Your goal ▸ Take the entries below and print only the lines from the one with "Query: parking lot" through the one with "corrugated metal roof, with integer pixel coordinates.", exactly as they stand, both ends included.

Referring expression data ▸
○ ○ ○

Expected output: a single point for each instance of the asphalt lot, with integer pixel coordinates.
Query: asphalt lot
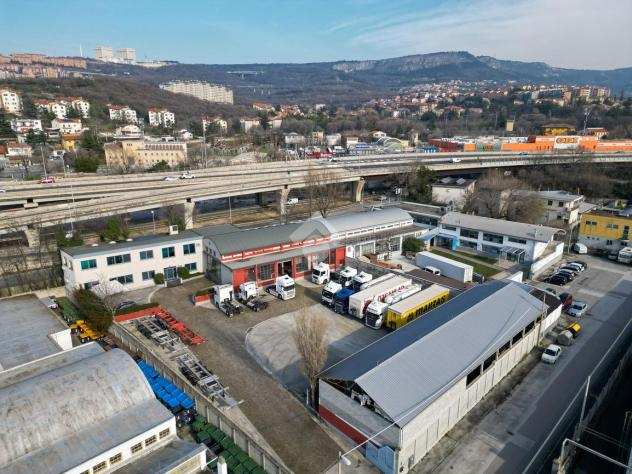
(277, 415)
(521, 428)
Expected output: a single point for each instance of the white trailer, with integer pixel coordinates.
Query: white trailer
(448, 267)
(358, 302)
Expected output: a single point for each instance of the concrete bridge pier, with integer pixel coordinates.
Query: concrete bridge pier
(356, 190)
(189, 207)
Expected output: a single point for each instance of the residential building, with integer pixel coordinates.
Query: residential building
(10, 101)
(515, 241)
(201, 90)
(161, 117)
(70, 126)
(139, 153)
(104, 53)
(44, 378)
(605, 229)
(452, 191)
(248, 123)
(221, 124)
(122, 113)
(132, 263)
(23, 126)
(58, 108)
(400, 395)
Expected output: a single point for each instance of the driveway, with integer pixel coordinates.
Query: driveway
(277, 415)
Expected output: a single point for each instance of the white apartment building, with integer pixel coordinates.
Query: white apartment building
(58, 108)
(22, 126)
(132, 263)
(10, 101)
(201, 90)
(67, 126)
(122, 113)
(161, 117)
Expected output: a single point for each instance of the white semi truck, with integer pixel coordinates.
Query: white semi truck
(359, 301)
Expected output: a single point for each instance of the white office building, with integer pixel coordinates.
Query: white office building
(201, 90)
(132, 263)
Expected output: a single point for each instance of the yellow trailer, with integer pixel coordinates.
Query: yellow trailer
(414, 306)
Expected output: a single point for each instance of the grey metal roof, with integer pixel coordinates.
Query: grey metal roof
(360, 220)
(259, 237)
(26, 324)
(521, 230)
(136, 243)
(409, 368)
(56, 419)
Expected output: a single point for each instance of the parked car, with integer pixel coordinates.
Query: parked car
(551, 354)
(578, 309)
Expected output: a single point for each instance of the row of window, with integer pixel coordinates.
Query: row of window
(491, 360)
(103, 465)
(167, 252)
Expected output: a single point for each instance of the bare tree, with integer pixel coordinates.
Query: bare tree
(309, 337)
(323, 190)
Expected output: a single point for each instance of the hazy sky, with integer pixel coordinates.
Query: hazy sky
(564, 33)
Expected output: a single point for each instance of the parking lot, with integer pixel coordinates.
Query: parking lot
(277, 415)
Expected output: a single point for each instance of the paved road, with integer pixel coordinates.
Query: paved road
(537, 437)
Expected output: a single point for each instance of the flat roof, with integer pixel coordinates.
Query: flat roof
(144, 241)
(521, 230)
(406, 370)
(26, 325)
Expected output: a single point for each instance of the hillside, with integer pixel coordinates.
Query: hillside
(351, 82)
(138, 94)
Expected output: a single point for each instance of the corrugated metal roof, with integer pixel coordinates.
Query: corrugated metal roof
(407, 369)
(521, 230)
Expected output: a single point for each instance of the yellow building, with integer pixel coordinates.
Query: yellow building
(603, 229)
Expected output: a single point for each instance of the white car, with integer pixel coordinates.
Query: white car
(578, 309)
(551, 354)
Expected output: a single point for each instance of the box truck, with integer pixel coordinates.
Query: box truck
(359, 301)
(448, 267)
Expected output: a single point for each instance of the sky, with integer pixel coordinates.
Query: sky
(593, 34)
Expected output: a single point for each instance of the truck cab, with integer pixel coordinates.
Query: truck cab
(330, 289)
(360, 279)
(346, 276)
(341, 300)
(375, 314)
(321, 273)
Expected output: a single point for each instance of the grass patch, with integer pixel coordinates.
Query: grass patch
(480, 268)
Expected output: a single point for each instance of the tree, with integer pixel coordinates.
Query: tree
(309, 336)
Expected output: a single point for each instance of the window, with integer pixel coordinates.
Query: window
(265, 271)
(148, 275)
(472, 376)
(88, 264)
(516, 338)
(489, 362)
(146, 254)
(137, 447)
(100, 467)
(470, 234)
(118, 259)
(124, 280)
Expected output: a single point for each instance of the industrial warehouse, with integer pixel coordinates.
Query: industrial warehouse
(398, 396)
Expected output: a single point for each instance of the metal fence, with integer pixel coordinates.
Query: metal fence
(204, 406)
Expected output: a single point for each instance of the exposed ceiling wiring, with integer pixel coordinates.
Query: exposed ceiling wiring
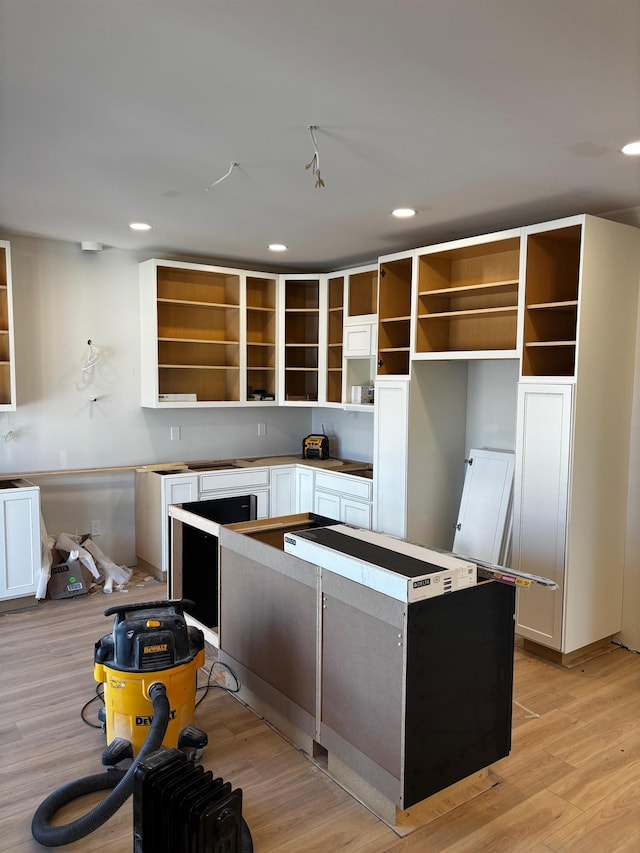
(93, 356)
(314, 163)
(220, 180)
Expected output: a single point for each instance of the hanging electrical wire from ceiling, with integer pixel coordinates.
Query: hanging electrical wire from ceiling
(93, 356)
(220, 180)
(314, 163)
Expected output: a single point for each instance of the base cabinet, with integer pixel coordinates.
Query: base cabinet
(19, 540)
(155, 491)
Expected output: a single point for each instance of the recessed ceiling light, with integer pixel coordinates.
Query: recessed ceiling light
(632, 148)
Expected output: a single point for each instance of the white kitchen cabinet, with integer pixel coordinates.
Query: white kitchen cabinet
(155, 491)
(304, 488)
(326, 504)
(20, 549)
(7, 349)
(390, 456)
(574, 424)
(541, 496)
(344, 497)
(283, 490)
(419, 448)
(357, 513)
(359, 340)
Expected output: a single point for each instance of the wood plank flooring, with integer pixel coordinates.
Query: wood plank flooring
(571, 783)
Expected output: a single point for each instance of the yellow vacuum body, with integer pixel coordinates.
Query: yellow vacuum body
(150, 643)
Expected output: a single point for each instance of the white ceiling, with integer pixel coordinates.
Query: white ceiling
(482, 114)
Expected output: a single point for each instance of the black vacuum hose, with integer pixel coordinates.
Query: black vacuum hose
(119, 780)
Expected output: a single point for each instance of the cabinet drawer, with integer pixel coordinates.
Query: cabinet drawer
(243, 478)
(345, 484)
(359, 341)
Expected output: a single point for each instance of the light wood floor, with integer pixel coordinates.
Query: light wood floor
(571, 783)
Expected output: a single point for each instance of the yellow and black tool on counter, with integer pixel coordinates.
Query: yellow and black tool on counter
(315, 446)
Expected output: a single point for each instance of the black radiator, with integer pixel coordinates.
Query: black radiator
(178, 807)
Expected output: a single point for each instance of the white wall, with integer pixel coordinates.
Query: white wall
(350, 433)
(64, 297)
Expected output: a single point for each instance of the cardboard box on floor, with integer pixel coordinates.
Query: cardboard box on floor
(69, 578)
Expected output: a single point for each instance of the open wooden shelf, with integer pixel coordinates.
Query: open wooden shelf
(394, 317)
(551, 302)
(301, 333)
(363, 293)
(335, 320)
(261, 337)
(468, 298)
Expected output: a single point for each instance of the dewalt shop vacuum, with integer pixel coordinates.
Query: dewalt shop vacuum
(148, 666)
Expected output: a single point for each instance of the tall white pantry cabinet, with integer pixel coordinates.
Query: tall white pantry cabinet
(573, 427)
(551, 310)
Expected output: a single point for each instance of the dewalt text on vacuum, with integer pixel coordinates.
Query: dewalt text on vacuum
(148, 665)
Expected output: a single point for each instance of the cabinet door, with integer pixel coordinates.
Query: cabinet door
(486, 499)
(390, 438)
(19, 542)
(358, 340)
(356, 513)
(541, 505)
(283, 490)
(176, 489)
(327, 504)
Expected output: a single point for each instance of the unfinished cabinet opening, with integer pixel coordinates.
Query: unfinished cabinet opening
(198, 334)
(468, 298)
(335, 320)
(302, 301)
(261, 339)
(551, 302)
(394, 317)
(363, 293)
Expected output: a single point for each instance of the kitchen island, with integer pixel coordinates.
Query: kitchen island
(403, 698)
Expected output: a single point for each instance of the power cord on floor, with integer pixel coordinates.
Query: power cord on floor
(100, 692)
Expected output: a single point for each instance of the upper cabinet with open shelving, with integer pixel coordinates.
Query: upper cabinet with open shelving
(7, 360)
(394, 315)
(207, 333)
(551, 302)
(215, 336)
(261, 338)
(335, 324)
(303, 380)
(467, 298)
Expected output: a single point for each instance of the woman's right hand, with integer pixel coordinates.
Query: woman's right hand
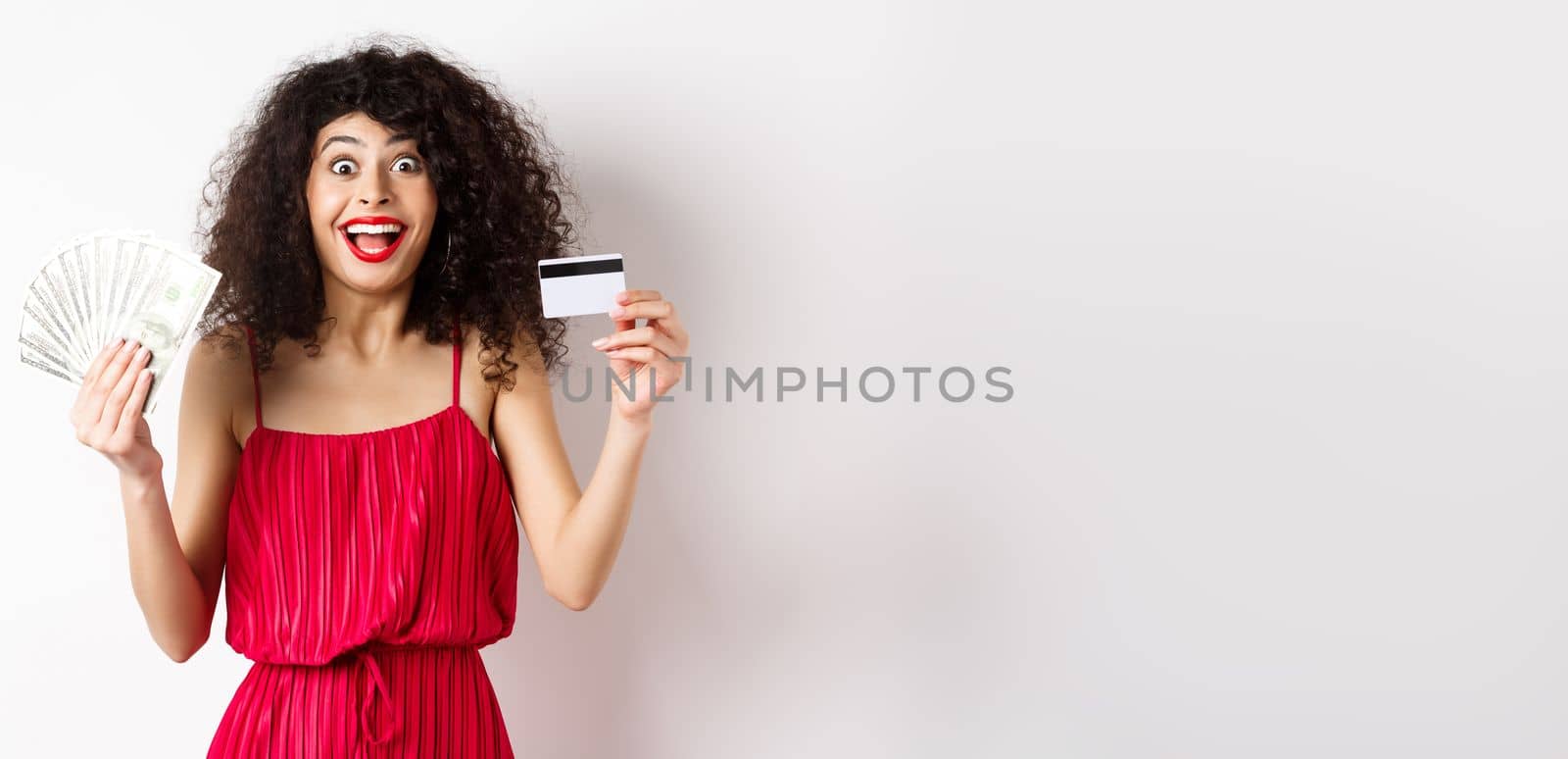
(107, 413)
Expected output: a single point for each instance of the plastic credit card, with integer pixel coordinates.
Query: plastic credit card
(580, 284)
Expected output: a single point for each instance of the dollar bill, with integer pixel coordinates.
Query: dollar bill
(112, 284)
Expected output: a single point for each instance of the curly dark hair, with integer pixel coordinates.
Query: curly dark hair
(499, 204)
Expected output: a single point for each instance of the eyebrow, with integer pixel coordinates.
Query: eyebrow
(345, 138)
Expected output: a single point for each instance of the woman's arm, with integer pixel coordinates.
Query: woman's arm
(574, 533)
(177, 552)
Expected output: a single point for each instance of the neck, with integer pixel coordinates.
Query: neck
(365, 324)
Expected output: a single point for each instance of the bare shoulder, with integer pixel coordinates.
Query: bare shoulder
(217, 371)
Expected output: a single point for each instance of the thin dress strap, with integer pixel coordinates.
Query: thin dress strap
(256, 377)
(457, 361)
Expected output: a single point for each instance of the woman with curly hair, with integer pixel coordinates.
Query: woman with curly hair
(378, 227)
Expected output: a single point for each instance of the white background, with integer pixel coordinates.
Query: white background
(1282, 290)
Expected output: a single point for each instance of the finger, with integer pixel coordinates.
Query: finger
(640, 353)
(643, 309)
(138, 397)
(639, 336)
(127, 381)
(635, 295)
(117, 368)
(101, 361)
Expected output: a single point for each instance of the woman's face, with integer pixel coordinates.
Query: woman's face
(372, 203)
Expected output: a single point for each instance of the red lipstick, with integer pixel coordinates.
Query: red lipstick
(378, 256)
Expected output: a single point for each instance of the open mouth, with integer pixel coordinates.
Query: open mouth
(373, 238)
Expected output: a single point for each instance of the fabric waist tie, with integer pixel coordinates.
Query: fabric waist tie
(373, 683)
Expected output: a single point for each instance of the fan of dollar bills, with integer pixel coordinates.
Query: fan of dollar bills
(114, 284)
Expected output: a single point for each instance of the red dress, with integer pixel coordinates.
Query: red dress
(365, 573)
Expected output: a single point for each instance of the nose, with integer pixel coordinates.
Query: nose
(373, 191)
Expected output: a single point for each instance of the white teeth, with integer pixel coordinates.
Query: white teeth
(373, 229)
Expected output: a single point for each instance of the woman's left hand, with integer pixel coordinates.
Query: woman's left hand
(640, 355)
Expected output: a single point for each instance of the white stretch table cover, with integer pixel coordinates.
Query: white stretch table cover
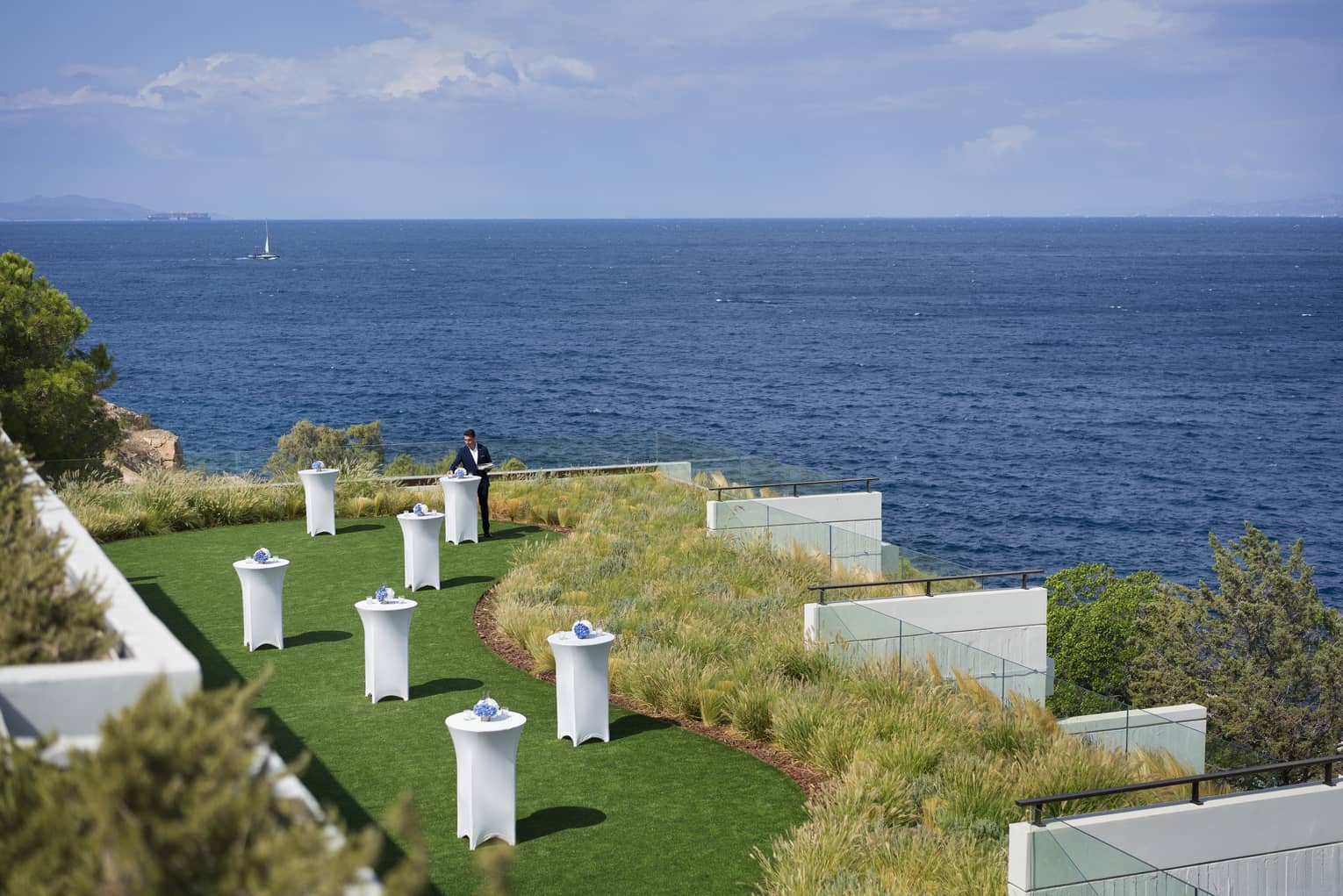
(420, 538)
(320, 500)
(263, 602)
(582, 685)
(460, 508)
(486, 775)
(387, 634)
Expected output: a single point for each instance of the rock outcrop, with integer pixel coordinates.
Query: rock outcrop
(141, 446)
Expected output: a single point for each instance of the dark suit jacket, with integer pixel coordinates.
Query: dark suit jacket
(463, 458)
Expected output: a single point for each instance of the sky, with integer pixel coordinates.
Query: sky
(676, 109)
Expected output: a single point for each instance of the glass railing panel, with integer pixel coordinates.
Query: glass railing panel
(1068, 861)
(865, 630)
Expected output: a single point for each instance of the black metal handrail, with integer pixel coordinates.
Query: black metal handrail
(866, 485)
(925, 582)
(1037, 804)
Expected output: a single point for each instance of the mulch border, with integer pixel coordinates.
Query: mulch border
(808, 778)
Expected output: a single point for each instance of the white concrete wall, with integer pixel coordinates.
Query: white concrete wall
(1275, 842)
(73, 698)
(1181, 731)
(845, 526)
(998, 624)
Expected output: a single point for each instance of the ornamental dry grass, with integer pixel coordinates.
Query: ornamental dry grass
(923, 771)
(175, 500)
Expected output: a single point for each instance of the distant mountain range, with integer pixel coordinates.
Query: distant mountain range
(1328, 205)
(70, 209)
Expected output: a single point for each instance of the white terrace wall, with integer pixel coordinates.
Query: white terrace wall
(1006, 624)
(845, 526)
(1274, 842)
(71, 699)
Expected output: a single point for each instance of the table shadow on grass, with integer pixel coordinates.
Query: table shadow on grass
(328, 790)
(465, 579)
(317, 635)
(552, 820)
(215, 670)
(445, 685)
(356, 527)
(636, 724)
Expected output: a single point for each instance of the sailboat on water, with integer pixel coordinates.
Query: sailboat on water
(265, 254)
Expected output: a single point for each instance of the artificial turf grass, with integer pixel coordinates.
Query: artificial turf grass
(656, 810)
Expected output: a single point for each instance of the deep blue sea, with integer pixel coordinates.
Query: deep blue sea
(1031, 392)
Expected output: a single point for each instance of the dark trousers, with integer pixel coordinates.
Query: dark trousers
(483, 498)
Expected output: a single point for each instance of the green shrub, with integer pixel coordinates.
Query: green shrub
(172, 802)
(306, 442)
(43, 618)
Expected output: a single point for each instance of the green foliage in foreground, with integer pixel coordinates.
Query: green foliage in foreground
(43, 617)
(48, 387)
(356, 446)
(1099, 622)
(172, 804)
(1261, 650)
(924, 774)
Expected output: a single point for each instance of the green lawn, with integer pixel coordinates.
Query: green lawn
(656, 810)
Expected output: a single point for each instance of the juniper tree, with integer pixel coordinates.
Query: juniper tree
(1261, 650)
(175, 801)
(43, 615)
(48, 387)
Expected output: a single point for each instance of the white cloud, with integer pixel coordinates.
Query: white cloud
(988, 152)
(562, 73)
(384, 70)
(1095, 25)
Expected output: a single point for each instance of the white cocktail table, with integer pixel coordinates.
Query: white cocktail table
(263, 602)
(486, 775)
(582, 692)
(420, 539)
(460, 508)
(387, 634)
(320, 500)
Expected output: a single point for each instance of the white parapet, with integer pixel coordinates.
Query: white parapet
(71, 699)
(1181, 731)
(1285, 842)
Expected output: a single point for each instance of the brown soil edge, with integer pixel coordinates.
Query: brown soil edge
(808, 778)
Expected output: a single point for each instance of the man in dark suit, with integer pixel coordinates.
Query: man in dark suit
(476, 458)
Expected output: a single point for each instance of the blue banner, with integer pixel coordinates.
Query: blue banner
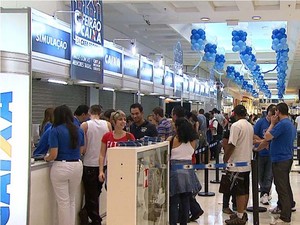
(131, 66)
(112, 60)
(87, 41)
(146, 72)
(50, 40)
(169, 79)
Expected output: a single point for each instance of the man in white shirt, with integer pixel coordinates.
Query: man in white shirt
(240, 145)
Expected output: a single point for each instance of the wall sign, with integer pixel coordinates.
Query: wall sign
(50, 40)
(112, 60)
(131, 66)
(87, 41)
(14, 148)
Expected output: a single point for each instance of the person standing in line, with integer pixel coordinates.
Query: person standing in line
(282, 134)
(81, 114)
(141, 127)
(47, 121)
(239, 149)
(66, 142)
(183, 183)
(164, 127)
(94, 129)
(265, 177)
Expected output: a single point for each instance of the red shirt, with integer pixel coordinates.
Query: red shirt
(110, 141)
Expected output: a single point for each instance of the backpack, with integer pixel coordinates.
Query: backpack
(219, 128)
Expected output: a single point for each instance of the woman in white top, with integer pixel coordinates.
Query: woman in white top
(183, 183)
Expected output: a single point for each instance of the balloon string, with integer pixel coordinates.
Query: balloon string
(200, 60)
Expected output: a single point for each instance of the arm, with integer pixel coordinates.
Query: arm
(103, 151)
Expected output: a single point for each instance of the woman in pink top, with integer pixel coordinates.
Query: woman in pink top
(110, 139)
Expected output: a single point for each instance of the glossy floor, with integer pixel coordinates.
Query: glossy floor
(212, 206)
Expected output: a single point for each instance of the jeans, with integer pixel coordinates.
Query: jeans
(281, 172)
(183, 201)
(265, 176)
(92, 188)
(65, 178)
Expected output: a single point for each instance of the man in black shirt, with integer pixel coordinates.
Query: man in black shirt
(140, 126)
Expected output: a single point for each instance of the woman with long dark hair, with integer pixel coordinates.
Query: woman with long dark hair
(66, 142)
(183, 183)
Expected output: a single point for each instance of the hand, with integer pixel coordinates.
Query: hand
(101, 177)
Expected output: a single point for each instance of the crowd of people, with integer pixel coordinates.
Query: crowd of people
(78, 143)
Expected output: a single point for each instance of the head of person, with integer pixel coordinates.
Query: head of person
(240, 111)
(201, 111)
(270, 111)
(177, 112)
(282, 110)
(118, 119)
(158, 113)
(63, 115)
(82, 113)
(184, 130)
(95, 110)
(137, 113)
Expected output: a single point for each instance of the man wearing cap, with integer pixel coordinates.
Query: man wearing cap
(240, 146)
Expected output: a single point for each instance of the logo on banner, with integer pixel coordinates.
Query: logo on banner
(87, 41)
(5, 151)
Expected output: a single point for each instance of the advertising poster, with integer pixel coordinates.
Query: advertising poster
(87, 41)
(14, 148)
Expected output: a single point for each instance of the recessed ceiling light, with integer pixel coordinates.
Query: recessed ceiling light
(256, 17)
(205, 19)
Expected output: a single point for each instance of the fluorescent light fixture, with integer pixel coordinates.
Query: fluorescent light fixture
(108, 89)
(256, 17)
(205, 19)
(57, 81)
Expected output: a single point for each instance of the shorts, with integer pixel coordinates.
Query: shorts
(241, 183)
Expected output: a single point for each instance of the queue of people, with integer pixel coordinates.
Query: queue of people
(89, 132)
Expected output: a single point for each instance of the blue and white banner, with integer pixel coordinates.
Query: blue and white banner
(112, 60)
(14, 148)
(130, 66)
(49, 40)
(146, 71)
(87, 41)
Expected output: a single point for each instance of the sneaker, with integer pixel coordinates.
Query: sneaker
(264, 199)
(227, 211)
(275, 210)
(236, 221)
(279, 222)
(245, 216)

○ ○ ○

Solution to the exercise ▸
Query: parking lot
(277, 415)
Expected output: a single point for each instance of the paved road, with integer pixel coordinates.
Query: paved road
(537, 437)
Expected output: a single point for each instance of the flat roof, with integer pixel coordinates.
Query: flat roof
(144, 241)
(521, 230)
(406, 370)
(26, 325)
Expected output: a single point for each instance of the hillside, with integer pixel coordinates.
Query: hillside
(351, 82)
(138, 94)
Expected output: a single point for each instance of the corrugated metal roof, with integer pixel coordinates.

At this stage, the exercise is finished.